*Selected excerpt*.
+ + + +

CHICAGO — Michigan Gov. Rick Snyder said Thursday he expects Detroit officials will soon request a preliminary financial review — the first step toward a state takeover of the city.
Snyder’s comments came hours after Mayor Dave Bing gave a televised address outlining the city’s fiscal problems. Bing said the city would run out of cash by April and fall $45 million in the hole by the end of the current fiscal year next June.
“Mayor Bing and I have worked closely over this past year and I remain supportive of the city’s efforts to resolve its financial problems,” the governor said.
“As I have said previously on this issue, I want to avoid an emergency manager if at all possible. Based on the mayor’s remarks and the severity of the situation he described, we anticipate he will be submitting a request for a preliminary financial review in the near future,” Snyder said.
The governor’s office added that a preliminary review is “just one step in a longer process” under the state’s newly broadened law for fiscally stressed local governments.
“It does not automatically lead to or equate to the appointment of a financial review team or an emergency manager,” state treasury officials said.
Bing’s warnings and Snyder’s comments are the latest and most dramatic in a series of warnings that the Motor City could be headed for insolvency and some form of state takeover.
The mayor also appeared on at least one national morning show Thursday to discuss the city’s problems.
“If [unions] don’t come to the table, there’s the potential of an emergency manager to come in, and he could void all of their contracts,” Bing said on CNN’s American Morning. “He or she could fire everybody.”
The city’s problems can be solved without a state takeover, but it would take more than what Bing proposed, said Louis Schimmel, a long-time public finance figure in Michigan who has been emergency manager of Hamtramck and court-appointed receiver for Ecorse, and is now the EM for Pontiac.
“It’s fixable,” he said. “I’d suggest it’s pretty difficult to do without a manager, though you could if you do what Bing said and a whole lot more.”

+ + + +

*Stored data*.
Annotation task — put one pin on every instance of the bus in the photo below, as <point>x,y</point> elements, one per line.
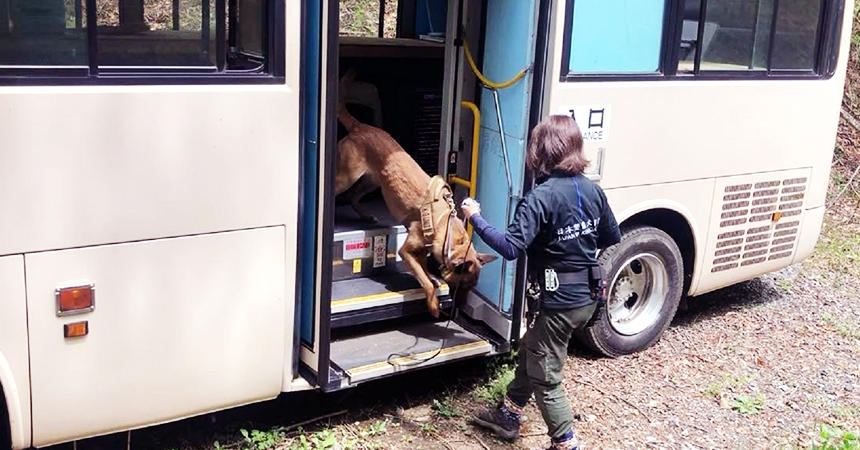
<point>170,243</point>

+ + + +

Write the next part of the article on Detroit's finances and a possible state takeover, beginning after its last sentence. The listing has no connection to the news article about Detroit's finances.

*Answer box*.
Schimmel said the cuts would have to be deeper and coupled with more layoffs, though he added that it’s impossible for people outside Detroit to really understand the situation without first reviewing the city’s books.
Detroit already meets several of the triggers under the new law. In addition to the appointment of an emergency manager, the new measure also features a less dramatic option for the city — the crafting of a consent agreement between state and local officials.
That would allow local officials like Bing to stay in power while giving him authority to terminate or amend labor contracts unilaterally.
In Wednesday night’s talk, Bing repeatedly said during the speech that he does not want the state to step in and take over the city’s finances. He proposed several steps he said would avoid a state takeover, including unions agreeing to $40 million in cuts, by accepting 10% across-the-board pay cuts and higher health care and higher pension contributions.
He wants the city’s current 22,000 retirees to agree to the same medical and pension concessions, saving another $8 million annually.
Bing also proposed a sale or lease of the Detroit lighting department, which needs at least $300 million in capital improvements, and privatizing management of the city’s troubled bus system. The mayor said the state should release $220 million of revenue aid that was promised to Detroit several years ago when the city agreed to lower its income tax.
“The reality we’re facing is simple,” Bing said. “If we continue down the same path, we will lose the ability to control our own destiny.”
Two weeks ago, when Bing began warning of the city’s imminent cash-flow problems, he raised the possibility that only an emergency manager would have the tools necessary to solve Detroit’s fiscal problems, and left the door open to taking on the role himself.